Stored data
=======
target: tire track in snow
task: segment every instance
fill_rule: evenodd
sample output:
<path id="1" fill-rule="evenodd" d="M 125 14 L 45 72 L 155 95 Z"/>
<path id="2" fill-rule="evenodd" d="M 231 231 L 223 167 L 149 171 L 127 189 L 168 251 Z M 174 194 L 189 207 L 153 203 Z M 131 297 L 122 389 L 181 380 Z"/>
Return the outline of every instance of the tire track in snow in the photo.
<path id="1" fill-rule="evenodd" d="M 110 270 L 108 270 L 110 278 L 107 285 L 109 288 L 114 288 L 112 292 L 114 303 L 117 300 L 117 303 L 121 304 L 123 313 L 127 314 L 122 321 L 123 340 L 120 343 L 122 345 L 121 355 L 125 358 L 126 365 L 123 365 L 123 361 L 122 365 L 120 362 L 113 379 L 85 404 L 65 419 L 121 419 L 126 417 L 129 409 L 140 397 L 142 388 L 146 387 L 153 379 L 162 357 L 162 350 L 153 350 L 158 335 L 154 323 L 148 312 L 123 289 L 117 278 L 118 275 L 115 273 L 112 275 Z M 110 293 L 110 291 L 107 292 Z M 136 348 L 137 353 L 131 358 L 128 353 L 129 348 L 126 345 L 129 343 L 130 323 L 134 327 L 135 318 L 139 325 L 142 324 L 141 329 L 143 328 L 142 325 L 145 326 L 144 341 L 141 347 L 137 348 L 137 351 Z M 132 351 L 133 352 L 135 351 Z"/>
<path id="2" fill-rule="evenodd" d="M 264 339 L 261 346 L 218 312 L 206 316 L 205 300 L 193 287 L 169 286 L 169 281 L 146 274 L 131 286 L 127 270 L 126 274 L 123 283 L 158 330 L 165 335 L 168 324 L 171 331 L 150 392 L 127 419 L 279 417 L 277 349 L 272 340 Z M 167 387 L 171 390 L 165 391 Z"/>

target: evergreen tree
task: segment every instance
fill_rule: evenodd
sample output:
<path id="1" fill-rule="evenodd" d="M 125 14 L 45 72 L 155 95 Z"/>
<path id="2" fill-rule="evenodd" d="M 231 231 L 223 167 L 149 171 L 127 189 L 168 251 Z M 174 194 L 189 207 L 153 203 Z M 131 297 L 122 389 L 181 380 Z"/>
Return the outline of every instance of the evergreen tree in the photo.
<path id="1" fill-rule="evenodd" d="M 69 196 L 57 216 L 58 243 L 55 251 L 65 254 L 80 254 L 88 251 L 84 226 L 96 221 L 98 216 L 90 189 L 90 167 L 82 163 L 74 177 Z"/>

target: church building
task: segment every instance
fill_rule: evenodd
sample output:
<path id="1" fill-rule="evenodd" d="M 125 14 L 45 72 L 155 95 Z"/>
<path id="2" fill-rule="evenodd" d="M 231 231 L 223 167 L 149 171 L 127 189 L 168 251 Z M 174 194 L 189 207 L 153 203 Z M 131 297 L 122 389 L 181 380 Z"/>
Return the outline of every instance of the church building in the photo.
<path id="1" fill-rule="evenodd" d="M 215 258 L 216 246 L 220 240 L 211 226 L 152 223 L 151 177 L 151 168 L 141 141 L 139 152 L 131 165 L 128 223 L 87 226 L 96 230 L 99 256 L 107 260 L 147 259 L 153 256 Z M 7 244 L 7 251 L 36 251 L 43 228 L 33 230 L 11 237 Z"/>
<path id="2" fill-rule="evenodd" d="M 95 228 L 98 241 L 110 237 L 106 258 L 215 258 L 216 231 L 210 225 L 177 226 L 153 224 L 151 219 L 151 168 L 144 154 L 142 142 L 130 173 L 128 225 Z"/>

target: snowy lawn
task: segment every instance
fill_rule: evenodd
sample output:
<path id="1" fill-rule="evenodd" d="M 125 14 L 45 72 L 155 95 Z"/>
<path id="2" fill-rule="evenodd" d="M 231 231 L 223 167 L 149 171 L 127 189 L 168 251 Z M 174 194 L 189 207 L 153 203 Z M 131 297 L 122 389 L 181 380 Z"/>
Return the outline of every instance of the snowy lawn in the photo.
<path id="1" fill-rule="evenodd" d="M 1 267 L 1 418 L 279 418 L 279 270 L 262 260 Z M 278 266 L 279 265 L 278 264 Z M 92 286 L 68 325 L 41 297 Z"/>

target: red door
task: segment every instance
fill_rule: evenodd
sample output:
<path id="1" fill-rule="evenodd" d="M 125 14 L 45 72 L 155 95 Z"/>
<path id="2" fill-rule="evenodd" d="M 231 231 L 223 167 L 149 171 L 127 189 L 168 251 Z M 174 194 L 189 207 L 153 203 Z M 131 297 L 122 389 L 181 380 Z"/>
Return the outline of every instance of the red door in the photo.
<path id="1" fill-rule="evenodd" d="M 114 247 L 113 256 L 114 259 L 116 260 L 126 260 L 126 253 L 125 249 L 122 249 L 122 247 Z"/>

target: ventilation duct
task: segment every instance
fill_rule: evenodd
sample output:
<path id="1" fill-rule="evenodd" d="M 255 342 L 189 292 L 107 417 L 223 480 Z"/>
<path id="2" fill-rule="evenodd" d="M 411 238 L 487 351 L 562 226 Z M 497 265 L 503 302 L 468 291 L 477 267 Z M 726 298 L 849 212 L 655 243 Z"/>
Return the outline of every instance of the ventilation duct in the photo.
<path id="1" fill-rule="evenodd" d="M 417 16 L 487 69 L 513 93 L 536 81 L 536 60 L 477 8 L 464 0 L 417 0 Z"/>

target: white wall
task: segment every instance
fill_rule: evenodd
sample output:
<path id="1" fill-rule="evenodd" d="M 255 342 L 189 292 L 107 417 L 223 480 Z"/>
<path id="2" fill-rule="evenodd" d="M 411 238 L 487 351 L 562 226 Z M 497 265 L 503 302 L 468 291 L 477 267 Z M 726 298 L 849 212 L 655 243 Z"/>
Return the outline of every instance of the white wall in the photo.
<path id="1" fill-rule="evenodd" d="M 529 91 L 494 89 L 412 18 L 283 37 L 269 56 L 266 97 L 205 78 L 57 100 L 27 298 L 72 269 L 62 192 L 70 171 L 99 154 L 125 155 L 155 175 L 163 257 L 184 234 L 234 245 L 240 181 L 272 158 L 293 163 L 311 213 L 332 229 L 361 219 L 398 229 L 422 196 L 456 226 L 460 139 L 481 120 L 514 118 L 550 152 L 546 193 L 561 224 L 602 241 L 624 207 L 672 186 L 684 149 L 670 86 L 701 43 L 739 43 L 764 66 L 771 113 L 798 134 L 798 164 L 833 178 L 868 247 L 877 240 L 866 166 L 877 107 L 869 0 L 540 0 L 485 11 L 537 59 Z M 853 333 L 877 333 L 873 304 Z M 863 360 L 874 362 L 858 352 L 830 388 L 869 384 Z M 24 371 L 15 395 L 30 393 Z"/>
=======
Copy out all of the data above word for word, without changing anything.

| Written answer |
target: tire track in snow
task: segment every instance
fill_rule: evenodd
sample output:
<path id="1" fill-rule="evenodd" d="M 125 14 L 45 72 L 155 95 Z"/>
<path id="2" fill-rule="evenodd" d="M 231 231 L 223 167 L 149 171 L 127 189 L 168 251 Z M 174 194 L 189 207 L 153 203 Z M 131 297 L 122 389 L 181 380 Z"/>
Return the outline of every instance of the tire track in snow in the photo.
<path id="1" fill-rule="evenodd" d="M 110 270 L 108 270 L 110 278 L 107 285 L 109 288 L 114 288 L 112 292 L 114 303 L 117 300 L 117 303 L 121 304 L 123 313 L 127 314 L 122 321 L 123 340 L 120 343 L 122 345 L 121 355 L 125 358 L 126 365 L 123 365 L 123 361 L 122 365 L 120 362 L 113 379 L 85 404 L 65 419 L 121 419 L 126 417 L 129 409 L 140 397 L 142 388 L 146 387 L 153 379 L 162 357 L 162 350 L 153 350 L 158 335 L 154 323 L 148 312 L 123 289 L 117 278 L 118 275 L 115 273 L 112 275 Z M 110 293 L 110 291 L 107 292 Z M 136 348 L 137 353 L 131 358 L 128 353 L 129 348 L 126 345 L 129 343 L 130 323 L 134 327 L 135 318 L 139 325 L 142 324 L 141 329 L 143 328 L 142 325 L 145 326 L 144 341 L 141 347 L 137 348 L 137 351 Z M 132 351 L 133 352 L 135 351 Z"/>
<path id="2" fill-rule="evenodd" d="M 264 339 L 261 346 L 218 312 L 206 316 L 205 300 L 193 287 L 169 286 L 169 281 L 146 274 L 131 286 L 127 270 L 126 274 L 123 283 L 158 330 L 165 335 L 168 324 L 171 331 L 150 392 L 127 419 L 279 417 L 277 349 L 272 340 Z M 167 387 L 171 390 L 165 391 Z"/>

target: evergreen tree
task: segment every instance
fill_rule: evenodd
sample output:
<path id="1" fill-rule="evenodd" d="M 125 14 L 45 72 L 155 95 Z"/>
<path id="2" fill-rule="evenodd" d="M 231 231 L 223 167 L 149 171 L 127 189 L 168 251 Z M 174 194 L 189 207 L 153 203 Z M 131 297 L 122 389 L 181 380 Z"/>
Return the outline of every instance of the evergreen tree in the photo.
<path id="1" fill-rule="evenodd" d="M 69 196 L 57 216 L 58 243 L 55 251 L 65 254 L 80 254 L 88 251 L 84 226 L 96 221 L 98 216 L 90 189 L 90 167 L 82 163 L 74 177 Z"/>

target: church building
task: segment every instance
fill_rule: evenodd
sample output:
<path id="1" fill-rule="evenodd" d="M 125 14 L 45 72 L 155 95 Z"/>
<path id="2" fill-rule="evenodd" d="M 231 231 L 223 167 L 149 171 L 127 189 L 168 251 Z M 174 194 L 189 207 L 153 203 Z M 131 297 L 122 389 L 181 380 Z"/>
Return the outline of every instance of the church building in the photo.
<path id="1" fill-rule="evenodd" d="M 215 258 L 216 246 L 220 240 L 211 226 L 152 223 L 151 177 L 151 168 L 141 141 L 139 152 L 131 165 L 128 223 L 87 226 L 96 230 L 99 256 L 107 260 L 147 259 L 153 256 Z M 7 244 L 7 251 L 36 251 L 43 228 L 33 230 L 11 237 Z"/>
<path id="2" fill-rule="evenodd" d="M 95 228 L 98 241 L 110 237 L 106 258 L 215 258 L 216 231 L 210 225 L 177 226 L 153 224 L 151 219 L 151 168 L 144 154 L 142 142 L 130 173 L 128 225 Z"/>

target: snowy lawn
task: segment every instance
fill_rule: evenodd
sample output:
<path id="1" fill-rule="evenodd" d="M 125 14 L 45 72 L 155 95 Z"/>
<path id="2" fill-rule="evenodd" d="M 231 231 L 223 167 L 149 171 L 127 189 L 168 251 Z M 174 194 L 189 207 L 153 203 Z M 131 297 L 122 389 L 181 380 Z"/>
Return the outline of every instance of the snowy lawn in the photo.
<path id="1" fill-rule="evenodd" d="M 1 267 L 1 418 L 279 418 L 279 270 L 262 260 Z M 278 266 L 279 265 L 278 264 Z M 92 286 L 68 325 L 41 297 Z"/>

target: red door
task: segment every instance
fill_rule: evenodd
sample output:
<path id="1" fill-rule="evenodd" d="M 125 14 L 45 72 L 155 95 Z"/>
<path id="2" fill-rule="evenodd" d="M 231 231 L 223 167 L 149 171 L 127 189 L 168 251 Z M 174 194 L 189 207 L 153 203 Z M 131 297 L 122 389 L 181 380 Z"/>
Return the outline of every instance of the red door in the photo.
<path id="1" fill-rule="evenodd" d="M 114 247 L 113 256 L 114 259 L 116 260 L 126 260 L 126 253 L 125 249 L 122 249 L 122 247 Z"/>

target: ventilation duct
task: segment every instance
fill_rule: evenodd
sample output:
<path id="1" fill-rule="evenodd" d="M 255 342 L 189 292 L 107 417 L 223 480 Z"/>
<path id="2" fill-rule="evenodd" d="M 411 238 L 487 351 L 562 226 Z M 497 265 L 503 302 L 468 291 L 477 267 Z M 726 298 L 849 212 L 655 243 Z"/>
Return the outline of every instance of the ventilation duct in the photo.
<path id="1" fill-rule="evenodd" d="M 417 16 L 487 69 L 513 93 L 536 81 L 536 60 L 477 8 L 464 0 L 417 0 Z"/>

target: white wall
task: segment every instance
fill_rule: evenodd
sample output:
<path id="1" fill-rule="evenodd" d="M 255 342 L 189 292 L 107 417 L 223 480 Z"/>
<path id="2" fill-rule="evenodd" d="M 411 238 L 487 351 L 562 226 Z M 497 265 L 503 302 L 468 291 L 477 267 Z M 726 298 L 849 212 L 655 243 Z"/>
Return the outline of every instance of the white wall in the photo.
<path id="1" fill-rule="evenodd" d="M 529 91 L 494 89 L 412 18 L 283 37 L 269 56 L 266 97 L 205 78 L 57 100 L 27 298 L 72 269 L 62 192 L 70 171 L 99 154 L 125 155 L 155 175 L 163 257 L 184 234 L 234 245 L 240 181 L 272 158 L 293 163 L 311 213 L 332 229 L 361 219 L 398 229 L 422 196 L 456 226 L 460 139 L 481 120 L 514 118 L 550 152 L 546 193 L 561 224 L 602 241 L 624 207 L 672 186 L 684 149 L 670 86 L 701 43 L 739 43 L 764 66 L 771 113 L 798 134 L 798 164 L 833 178 L 868 247 L 877 240 L 866 166 L 877 107 L 869 0 L 540 0 L 485 11 L 537 59 Z M 853 333 L 877 333 L 873 304 Z M 863 360 L 874 362 L 858 352 L 830 388 L 869 384 Z M 24 371 L 15 395 L 30 393 Z"/>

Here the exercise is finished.